Exercise
Restate the entire listing word for word.

-- START OF Records --

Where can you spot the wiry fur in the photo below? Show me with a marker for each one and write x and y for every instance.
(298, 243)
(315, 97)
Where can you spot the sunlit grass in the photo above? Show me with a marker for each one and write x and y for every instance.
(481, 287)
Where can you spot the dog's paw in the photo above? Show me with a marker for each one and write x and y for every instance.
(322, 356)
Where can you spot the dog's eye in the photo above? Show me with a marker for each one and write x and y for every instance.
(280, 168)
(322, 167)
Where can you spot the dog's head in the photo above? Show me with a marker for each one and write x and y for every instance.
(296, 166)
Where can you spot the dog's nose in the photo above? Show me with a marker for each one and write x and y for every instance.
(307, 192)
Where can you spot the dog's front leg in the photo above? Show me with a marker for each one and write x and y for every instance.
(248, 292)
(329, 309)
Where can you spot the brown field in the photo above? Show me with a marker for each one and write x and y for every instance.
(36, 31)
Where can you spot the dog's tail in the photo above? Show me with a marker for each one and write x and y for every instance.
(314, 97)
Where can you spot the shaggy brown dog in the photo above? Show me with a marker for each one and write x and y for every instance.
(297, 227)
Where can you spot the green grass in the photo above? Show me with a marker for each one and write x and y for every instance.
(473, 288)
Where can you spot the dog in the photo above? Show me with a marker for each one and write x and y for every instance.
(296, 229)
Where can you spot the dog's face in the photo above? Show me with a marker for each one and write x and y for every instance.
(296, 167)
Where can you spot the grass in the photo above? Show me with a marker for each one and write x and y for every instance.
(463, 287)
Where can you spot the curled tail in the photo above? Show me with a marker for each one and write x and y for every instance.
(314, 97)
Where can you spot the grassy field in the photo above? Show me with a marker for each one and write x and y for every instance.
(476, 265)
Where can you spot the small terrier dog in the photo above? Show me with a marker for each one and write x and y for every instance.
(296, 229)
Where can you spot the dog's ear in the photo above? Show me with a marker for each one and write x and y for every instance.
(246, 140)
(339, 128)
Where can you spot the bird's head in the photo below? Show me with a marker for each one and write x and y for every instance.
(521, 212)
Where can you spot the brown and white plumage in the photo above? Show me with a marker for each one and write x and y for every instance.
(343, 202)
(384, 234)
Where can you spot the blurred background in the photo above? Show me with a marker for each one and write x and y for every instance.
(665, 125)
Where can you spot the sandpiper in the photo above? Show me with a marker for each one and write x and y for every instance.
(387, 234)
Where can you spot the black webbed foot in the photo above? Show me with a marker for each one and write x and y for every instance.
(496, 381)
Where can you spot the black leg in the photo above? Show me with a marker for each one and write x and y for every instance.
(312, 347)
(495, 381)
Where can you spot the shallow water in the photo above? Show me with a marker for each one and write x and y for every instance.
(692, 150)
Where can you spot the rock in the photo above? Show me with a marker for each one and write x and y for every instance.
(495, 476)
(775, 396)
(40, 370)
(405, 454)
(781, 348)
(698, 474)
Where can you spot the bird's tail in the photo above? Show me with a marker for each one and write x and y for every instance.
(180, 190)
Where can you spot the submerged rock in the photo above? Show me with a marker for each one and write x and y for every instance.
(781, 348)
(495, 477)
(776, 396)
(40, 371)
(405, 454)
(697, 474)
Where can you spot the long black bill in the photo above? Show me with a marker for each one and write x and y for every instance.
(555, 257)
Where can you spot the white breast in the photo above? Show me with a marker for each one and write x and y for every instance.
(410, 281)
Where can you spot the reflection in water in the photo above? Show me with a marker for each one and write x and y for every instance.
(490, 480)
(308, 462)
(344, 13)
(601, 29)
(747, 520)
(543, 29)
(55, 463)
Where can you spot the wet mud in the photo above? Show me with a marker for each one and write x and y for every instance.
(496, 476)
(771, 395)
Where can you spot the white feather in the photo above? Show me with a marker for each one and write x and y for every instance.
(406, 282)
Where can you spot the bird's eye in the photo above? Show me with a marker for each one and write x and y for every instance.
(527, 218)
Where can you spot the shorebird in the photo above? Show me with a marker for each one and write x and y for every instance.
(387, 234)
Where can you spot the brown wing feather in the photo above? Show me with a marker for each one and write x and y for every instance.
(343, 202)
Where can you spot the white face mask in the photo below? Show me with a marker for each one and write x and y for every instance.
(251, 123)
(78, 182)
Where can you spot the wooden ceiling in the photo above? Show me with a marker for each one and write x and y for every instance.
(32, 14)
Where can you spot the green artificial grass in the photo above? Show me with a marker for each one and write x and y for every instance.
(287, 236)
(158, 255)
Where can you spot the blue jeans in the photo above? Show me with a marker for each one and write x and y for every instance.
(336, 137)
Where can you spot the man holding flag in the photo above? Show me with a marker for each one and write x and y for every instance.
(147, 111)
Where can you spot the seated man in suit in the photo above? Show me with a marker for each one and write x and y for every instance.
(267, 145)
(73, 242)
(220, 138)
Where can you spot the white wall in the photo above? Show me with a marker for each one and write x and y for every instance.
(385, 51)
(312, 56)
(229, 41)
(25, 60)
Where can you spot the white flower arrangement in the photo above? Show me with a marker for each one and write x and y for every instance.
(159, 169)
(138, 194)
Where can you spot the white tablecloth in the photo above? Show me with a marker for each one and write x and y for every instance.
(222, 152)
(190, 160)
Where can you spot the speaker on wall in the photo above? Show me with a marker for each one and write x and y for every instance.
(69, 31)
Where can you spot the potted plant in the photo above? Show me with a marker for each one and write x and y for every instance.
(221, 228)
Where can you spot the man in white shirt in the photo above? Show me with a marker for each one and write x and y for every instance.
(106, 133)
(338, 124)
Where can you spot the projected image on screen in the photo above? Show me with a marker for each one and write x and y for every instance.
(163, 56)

-- END OF Records --

Task solution
Where can you spot the wiry fur in the photo below? Show me with a marker for each one and write x and y for every instance.
(298, 243)
(315, 97)
Where can you spot the sunlit grass in the photo above? Show me with a marker for each one and write x and y for every instance.
(481, 287)
Where can you spot the dog's paw in the photo above? Show me with a marker for each one and write x and y for every instance.
(322, 356)
Where can you spot the dog's eye in the photo above? Show me with a marker for each one and write x and y for every instance.
(280, 168)
(322, 167)
Where can you spot the dog's head in the photo above? Show me with a marker for each one and write x and y for every instance.
(296, 166)
Where can you spot the dog's nose in the photo above? Show me with a marker for each one and write x and y for every instance.
(307, 192)
Where can you spot the dog's front leg in the photo above? Show me with a marker for each one and write x and y for every instance.
(248, 292)
(329, 309)
Where can you spot the brown field in the photo above? Show me with a marker for each one and write x and y for every instance.
(36, 31)
Where can you spot the dog's tail in the photo above? Show me with a marker for each one and write x and y for every instance.
(314, 97)
Where can you spot the shaggy brown dog in the photo above? Show me with a marker for each one and write x and y for every instance.
(297, 227)
Where can you spot the green grass in the photo above? Show me with a marker for each one and write x and y for every instance.
(473, 288)
Where can you spot the dog in the photo above? Show me with a marker for each one and write x and y for every instance.
(296, 229)
Where can you spot the dog's face in the photo above? Show me with a marker for each one and write x and y for every instance.
(296, 167)
Where can you spot the grass in the photo above? Show me with a marker for each one and write x and y for every instance.
(463, 287)
Where can you spot the curled tail in the photo above? Show me with a marker for each one and write x and y for every instance.
(314, 97)
Where can you spot the grassy field in the photo above? Show me with a marker for each one and write x and y for every instance.
(476, 265)
Where can you spot the small terrier dog in the photo above? Show me with a marker for each one and write x and y for every instance.
(296, 229)
Where can you spot the dog's ear in the photo above? Show me with a marker for each one and write x and y for every instance.
(246, 140)
(339, 128)
Where can you spot the bird's head in the photo below? Show me with a marker for each one and write x and y for every instance.
(521, 212)
Where can you spot the brown and white plumage in the photo above? Show me with a marker for each one and write x and y for every instance.
(343, 202)
(384, 234)
Where can you spot the blurred background in the photo above? Show me with a marker for each one and write x and y for every instance.
(665, 125)
Where can you spot the sandpiper in the photo above? Show me with a marker for each one and write x and y for every instance.
(387, 234)
Where can you spot the black webbed foot in the photo above? Show me with a marker for each one and write x and y for every instance.
(496, 381)
Where can you spot the black leg in the photo above? Show me with a marker for each one and write x and y for every instance.
(312, 347)
(495, 381)
Where can you spot the shallow water in the photo above? Show me with a marker for each one and write x and y for every instance.
(692, 150)
Where can you spot the rock in the photo above? Show me with a marker for each one and write x and y for every instance.
(495, 476)
(775, 396)
(40, 370)
(405, 454)
(781, 348)
(698, 474)
Where can you spot the bird's tail in the photo above? Show me with a marker for each one and write x and y for every instance.
(180, 190)
Where can you spot the submerged rock in the photo above? Show me with a marker for each one and write x and y for every instance.
(781, 348)
(495, 477)
(776, 396)
(40, 371)
(405, 454)
(697, 474)
Where can you spot the long black bill in the photo above? Show me with a marker for each one and write x and y for every instance.
(555, 257)
Where can you spot the white breast in the photo above? Show me with a marker for each one and write x and y for every instance.
(410, 281)
Where can you spot the reflection in water in the photo above? Show me with a marker for each one and write x and y for every instance.
(490, 480)
(308, 462)
(344, 13)
(601, 29)
(747, 520)
(543, 29)
(55, 463)
Where can you spot the wet mud in the photo above? Show me with a marker for each one and write x and y for every instance.
(496, 476)
(771, 395)
Where can you spot the white feather in the photo above? Show me with a marker for each one and write x and y for every instance.
(406, 282)
Where can you spot the bird's eye in the photo above? Show me with a marker for each one and write x and y for every instance.
(527, 218)
Where can you spot the shorebird in the photo above? Show me with a marker for each one and write x and y for every instance.
(387, 234)
Where can you spot the brown wing feather in the photo above? Show me with a marker for each one and write x and y for every instance.
(343, 202)
Where can you spot the white face mask in the photo below? Show me with a marker for each one and write x and y for every instance.
(251, 123)
(78, 182)
Where can you spot the wooden ceiling in the photo above? Show me with a marker for each one and write x and y for every instance.
(32, 14)
Where can you spot the green artificial grass in the photo above? Show me with a marker for each one and write x and y for every instance.
(287, 236)
(158, 255)
Where can you spot the blue jeans in the photo above? Show me with a marker for each one and write x and y for every instance.
(336, 137)
Where can you spot the man holding flag in the photo above? Show me with a marker for each one and write x and y for every instance.
(147, 111)
Where can you spot the seated man in suit in the photo above? Show me with a marker for each one and write x and y for every instance.
(267, 145)
(73, 242)
(220, 138)
Where can you spot the white wall in the photo above? Show me with a marker for each one and write x and y for every instance.
(385, 51)
(312, 56)
(229, 41)
(25, 60)
Where can you spot the white flower arrangement in the photo above? Show me with a marker for each one and write x and y for every instance.
(159, 169)
(138, 194)
Where can you spot the white tablecloth in the photo above? Show me with a marker for each one and write x and y for every instance.
(222, 152)
(190, 160)
Where can you spot the speaker on wall in the photo above? Show me with a marker for each one and write x and y for every instance.
(69, 31)
Where can you spot the potted plant in the photo above? Show me with a marker for each one and write x and y for every instance.
(221, 228)
Where can you spot the man in white shirt in the photo above? Show me with a marker for each one and write x and y for every instance.
(106, 133)
(338, 124)
Where can you spot the projected image on screen in the photo above? Show me with a marker for each one and write x and y for every instance.
(163, 56)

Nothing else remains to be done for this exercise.